== EXTRAIT DU TEXTE ==
•••
Ne vous laissez pas ensorceler par la rhétorique de l’innovation!
Mahdi Khelfaoui et Yves Gingras|Édition de la mi‑Décembre 2021Les dirigeants de PME devraient plutôt se concentrer sur la qualité de leurs produits, la bonne connaissance de leurs marchés actuels et potentiels, ainsi que leurs ressources humaines, selon Mahdi Khelfaoui et Yves Gingras. (Photo: 123RF)
SPÉCIAL INNOVATION. L’opinion de chercheurs en sciences et technologies.
Ces dernières années, les programmes gouvernementaux visant à stimuler l’« innovation » dans les PME se sont multipliés. L’innovation est désormais vue comme le levier magique qui va « propulser la compétitivité des entreprises québécoises » et leur permettre de combler leur déficit de productivité face à leurs voisines de l’Ontario.
Au-delà de la rhétorique, cependant, que signifie exactement innover, en particulier pour des entreprises aux moyens matériels et humains limités ? Dans sa définition la plus simple, l’innovation consiste à mettre en marché un produit nouveau ou amélioré, ou à développer une nouvelle méthode de production ou de commercialisation d’un bien ou d’un service. Pour innover, il faut généralement réaliser en amont des activités de recherche et de développement (R-D) technologique. Or, la R-D est un processus incertain qui demande du temps, de l’argent et du personnel hautement qualifié, autant d’ingrédients difficiles à réunir pour les PME québécoises. On sait par ailleurs que la très grande majorité du personnel de R-D employé par les PME ne détient qu’un baccalauréat et s’affaire essentiellement à des tâches de développement plutôt qu’à de la recherche proprement dite, ce qui n’est en soi nullement négatif, mais a simplement une finalité différente.
Les travaux en économie de l’innovation montrent que ce sont les innovations dites « incrémentales », c’est-à-dire somme toute mineures, qui génèrent l’essentiel de la croissance économique et non pas celles dites « radicales » ou « de rupture », qui sont rares, imprévisibles et dont le rôle dans la croissance économique a largement été exagéré par les gourous de l’innovation tous azimuts. Il ne faut pas non plus oublier qu’une innovation n’entraîne pas nécessairement une augmentation de la productivité. Plutôt que de rêver au prochain virage « intelligent » et « disruptif » et aux marchés imaginaires de l’« industrie 4.0 » qui fera de son entreprise une « licorne », un patron de PME sera donc plus avisé de focaliser son attention sur les meilleures manières d’adapter ses infrastructures ou ses procédés, afin de réaliser des gains de productivité à la marge, d’améliorer la qualité de ses produits ou de les transformer pour mieux exploiter les besoins des marchés existants.
•••
Reproduisez à l'identique le passage de l'extrait sur l'innovation dans les PME qui débute aux mots « Ces dernières années, les » et s'arrête après « voisines de l’Ontario. ».

Entrées issues d'un jeu de données
•••
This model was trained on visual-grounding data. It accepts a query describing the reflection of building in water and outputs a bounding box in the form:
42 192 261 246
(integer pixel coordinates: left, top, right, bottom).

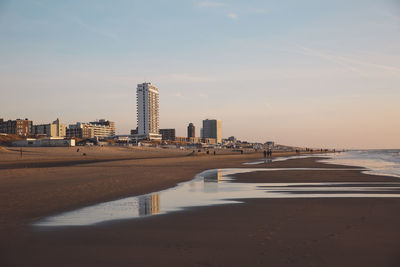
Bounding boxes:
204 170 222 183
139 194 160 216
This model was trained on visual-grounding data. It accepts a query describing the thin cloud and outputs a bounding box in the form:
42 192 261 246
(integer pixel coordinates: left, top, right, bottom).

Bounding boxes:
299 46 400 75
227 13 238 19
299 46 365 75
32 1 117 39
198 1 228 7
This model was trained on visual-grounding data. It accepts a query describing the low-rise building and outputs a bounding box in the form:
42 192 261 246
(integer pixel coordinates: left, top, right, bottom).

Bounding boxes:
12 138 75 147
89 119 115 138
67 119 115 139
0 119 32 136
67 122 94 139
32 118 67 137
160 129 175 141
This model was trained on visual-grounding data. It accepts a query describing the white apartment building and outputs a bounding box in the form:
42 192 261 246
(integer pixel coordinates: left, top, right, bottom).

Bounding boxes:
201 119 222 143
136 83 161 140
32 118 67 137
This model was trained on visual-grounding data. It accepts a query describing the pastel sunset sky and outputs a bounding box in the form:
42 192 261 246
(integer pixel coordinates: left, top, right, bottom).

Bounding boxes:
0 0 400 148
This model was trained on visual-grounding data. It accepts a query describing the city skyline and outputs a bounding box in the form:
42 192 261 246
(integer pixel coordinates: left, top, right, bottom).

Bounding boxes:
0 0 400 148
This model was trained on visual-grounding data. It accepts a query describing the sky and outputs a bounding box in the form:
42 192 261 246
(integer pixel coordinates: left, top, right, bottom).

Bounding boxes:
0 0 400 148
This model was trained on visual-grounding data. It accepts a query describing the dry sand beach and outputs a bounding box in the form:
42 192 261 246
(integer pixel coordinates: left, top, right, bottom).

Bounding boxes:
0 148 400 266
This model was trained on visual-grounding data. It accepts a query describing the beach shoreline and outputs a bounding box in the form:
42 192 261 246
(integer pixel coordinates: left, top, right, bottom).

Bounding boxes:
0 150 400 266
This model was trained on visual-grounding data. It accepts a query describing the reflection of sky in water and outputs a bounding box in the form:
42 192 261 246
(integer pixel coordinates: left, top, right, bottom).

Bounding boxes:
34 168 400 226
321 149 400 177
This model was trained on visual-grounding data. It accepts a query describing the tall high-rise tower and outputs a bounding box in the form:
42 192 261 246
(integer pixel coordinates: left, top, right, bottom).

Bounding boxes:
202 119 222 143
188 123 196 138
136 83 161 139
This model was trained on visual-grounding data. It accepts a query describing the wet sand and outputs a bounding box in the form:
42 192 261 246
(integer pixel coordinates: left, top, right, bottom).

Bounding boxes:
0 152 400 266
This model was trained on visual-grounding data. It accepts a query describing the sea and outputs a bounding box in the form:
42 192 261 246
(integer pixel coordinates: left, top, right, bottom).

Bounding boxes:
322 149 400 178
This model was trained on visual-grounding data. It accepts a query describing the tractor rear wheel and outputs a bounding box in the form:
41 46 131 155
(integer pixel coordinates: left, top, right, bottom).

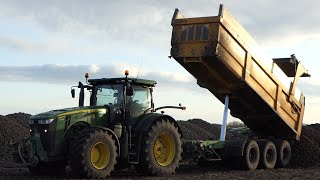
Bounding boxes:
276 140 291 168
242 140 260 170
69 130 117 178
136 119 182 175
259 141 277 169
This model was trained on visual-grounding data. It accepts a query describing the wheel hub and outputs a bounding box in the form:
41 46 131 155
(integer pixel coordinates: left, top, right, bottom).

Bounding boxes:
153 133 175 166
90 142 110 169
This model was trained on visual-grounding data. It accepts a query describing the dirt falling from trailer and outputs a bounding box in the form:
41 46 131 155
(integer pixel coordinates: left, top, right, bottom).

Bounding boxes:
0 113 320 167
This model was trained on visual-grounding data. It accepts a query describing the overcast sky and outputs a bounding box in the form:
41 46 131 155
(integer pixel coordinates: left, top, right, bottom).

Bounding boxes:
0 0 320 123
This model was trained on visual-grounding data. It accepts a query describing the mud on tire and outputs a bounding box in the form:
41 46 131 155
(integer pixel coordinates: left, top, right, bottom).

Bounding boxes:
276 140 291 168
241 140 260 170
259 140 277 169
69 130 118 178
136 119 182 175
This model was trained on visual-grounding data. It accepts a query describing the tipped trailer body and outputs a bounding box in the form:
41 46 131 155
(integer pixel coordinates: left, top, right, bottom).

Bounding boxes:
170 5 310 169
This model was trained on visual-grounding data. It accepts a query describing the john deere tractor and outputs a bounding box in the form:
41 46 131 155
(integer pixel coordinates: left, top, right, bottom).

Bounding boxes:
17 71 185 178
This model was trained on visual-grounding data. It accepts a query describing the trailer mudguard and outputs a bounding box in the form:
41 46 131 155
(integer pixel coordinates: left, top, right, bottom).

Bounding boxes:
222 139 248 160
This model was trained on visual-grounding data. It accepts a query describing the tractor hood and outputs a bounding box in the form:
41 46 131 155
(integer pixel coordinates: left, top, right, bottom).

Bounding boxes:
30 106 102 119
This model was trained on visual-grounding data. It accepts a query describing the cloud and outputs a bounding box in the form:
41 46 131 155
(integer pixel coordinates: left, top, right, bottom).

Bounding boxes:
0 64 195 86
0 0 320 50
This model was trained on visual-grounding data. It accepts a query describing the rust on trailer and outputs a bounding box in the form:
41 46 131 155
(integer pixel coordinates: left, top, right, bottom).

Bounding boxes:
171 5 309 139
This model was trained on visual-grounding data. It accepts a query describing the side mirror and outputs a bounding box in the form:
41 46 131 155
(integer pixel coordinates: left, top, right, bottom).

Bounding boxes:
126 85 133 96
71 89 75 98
•••
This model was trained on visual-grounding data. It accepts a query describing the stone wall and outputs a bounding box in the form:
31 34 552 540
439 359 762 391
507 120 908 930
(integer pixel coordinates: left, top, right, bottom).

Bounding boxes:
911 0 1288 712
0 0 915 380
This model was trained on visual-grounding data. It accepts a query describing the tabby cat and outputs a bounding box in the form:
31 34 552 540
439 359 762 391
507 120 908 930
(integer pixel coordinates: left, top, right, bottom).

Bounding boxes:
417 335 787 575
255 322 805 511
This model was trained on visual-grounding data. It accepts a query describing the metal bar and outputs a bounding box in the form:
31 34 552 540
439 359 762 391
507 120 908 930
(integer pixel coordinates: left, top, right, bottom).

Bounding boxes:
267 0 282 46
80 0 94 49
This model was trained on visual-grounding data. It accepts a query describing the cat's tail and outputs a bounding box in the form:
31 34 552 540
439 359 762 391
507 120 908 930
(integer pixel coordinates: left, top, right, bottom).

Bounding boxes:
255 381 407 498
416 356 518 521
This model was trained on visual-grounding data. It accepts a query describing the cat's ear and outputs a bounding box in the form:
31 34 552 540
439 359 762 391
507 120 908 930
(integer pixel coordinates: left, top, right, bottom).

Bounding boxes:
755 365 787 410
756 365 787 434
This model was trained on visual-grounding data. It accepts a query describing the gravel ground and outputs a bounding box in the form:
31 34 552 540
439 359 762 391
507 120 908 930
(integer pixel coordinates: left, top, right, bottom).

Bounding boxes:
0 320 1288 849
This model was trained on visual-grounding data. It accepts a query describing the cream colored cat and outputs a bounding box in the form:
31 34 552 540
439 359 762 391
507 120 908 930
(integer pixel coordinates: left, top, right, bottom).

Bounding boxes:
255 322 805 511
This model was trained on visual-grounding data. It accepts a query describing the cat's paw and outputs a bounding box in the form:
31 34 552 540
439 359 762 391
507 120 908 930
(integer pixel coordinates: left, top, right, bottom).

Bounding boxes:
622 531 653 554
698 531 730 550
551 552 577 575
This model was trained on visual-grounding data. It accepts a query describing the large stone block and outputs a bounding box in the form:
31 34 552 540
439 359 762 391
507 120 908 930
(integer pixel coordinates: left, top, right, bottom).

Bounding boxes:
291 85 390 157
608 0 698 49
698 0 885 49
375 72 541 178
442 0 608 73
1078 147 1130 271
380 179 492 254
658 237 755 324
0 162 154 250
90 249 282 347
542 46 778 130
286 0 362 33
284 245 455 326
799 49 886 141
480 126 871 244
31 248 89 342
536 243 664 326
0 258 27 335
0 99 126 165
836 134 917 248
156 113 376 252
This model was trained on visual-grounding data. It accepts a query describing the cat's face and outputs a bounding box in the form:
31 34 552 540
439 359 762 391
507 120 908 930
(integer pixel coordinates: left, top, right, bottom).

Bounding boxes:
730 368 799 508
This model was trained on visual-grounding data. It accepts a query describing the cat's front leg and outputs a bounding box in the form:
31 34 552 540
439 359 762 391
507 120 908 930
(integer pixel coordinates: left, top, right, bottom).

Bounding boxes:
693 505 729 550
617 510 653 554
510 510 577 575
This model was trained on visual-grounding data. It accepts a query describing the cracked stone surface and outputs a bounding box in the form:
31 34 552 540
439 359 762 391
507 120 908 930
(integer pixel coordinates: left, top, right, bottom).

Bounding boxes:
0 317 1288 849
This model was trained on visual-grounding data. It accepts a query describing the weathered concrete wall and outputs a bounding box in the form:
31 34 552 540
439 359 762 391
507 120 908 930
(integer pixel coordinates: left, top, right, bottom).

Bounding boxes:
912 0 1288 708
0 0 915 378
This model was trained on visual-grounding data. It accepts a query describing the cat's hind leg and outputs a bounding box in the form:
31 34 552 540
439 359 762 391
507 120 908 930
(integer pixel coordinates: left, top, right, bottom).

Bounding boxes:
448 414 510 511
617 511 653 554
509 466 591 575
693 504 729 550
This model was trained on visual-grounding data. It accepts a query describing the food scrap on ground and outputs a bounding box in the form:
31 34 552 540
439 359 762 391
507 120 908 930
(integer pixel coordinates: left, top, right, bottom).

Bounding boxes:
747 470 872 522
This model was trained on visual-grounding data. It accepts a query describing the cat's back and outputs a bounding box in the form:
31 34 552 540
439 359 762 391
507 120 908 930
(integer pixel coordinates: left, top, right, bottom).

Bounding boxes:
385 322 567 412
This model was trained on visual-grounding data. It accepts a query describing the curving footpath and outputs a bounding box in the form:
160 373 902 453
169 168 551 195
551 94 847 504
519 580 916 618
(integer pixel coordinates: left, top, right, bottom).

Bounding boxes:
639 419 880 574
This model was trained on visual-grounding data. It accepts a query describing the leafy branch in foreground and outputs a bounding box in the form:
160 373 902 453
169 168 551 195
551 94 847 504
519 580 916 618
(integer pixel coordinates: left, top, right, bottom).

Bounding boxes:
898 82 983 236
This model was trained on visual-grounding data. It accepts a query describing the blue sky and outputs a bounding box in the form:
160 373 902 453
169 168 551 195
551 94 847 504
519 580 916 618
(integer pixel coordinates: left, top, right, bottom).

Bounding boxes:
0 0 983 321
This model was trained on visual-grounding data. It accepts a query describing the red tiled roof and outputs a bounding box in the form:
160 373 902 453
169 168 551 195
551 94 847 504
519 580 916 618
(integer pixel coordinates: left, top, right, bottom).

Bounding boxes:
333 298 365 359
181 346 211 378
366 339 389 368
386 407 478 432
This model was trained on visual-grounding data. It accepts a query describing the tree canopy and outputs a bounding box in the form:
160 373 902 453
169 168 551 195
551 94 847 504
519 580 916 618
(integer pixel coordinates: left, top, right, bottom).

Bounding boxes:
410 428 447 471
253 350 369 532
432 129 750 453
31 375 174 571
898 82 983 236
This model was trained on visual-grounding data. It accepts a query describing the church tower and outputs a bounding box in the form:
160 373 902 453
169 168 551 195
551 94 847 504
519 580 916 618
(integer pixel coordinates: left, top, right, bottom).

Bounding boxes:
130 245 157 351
•••
== RÉSULTAT FINAL ==
Ces dernières années, les programmes gouvernementaux visant à stimuler l’« innovation » dans les PME se sont multipliés. L’innovation est désormais vue comme le levier magique qui va « propulser la compétitivité des entreprises québécoises » et leur permettre de combler leur déficit de productivité face à leurs voisines de l’Ontario.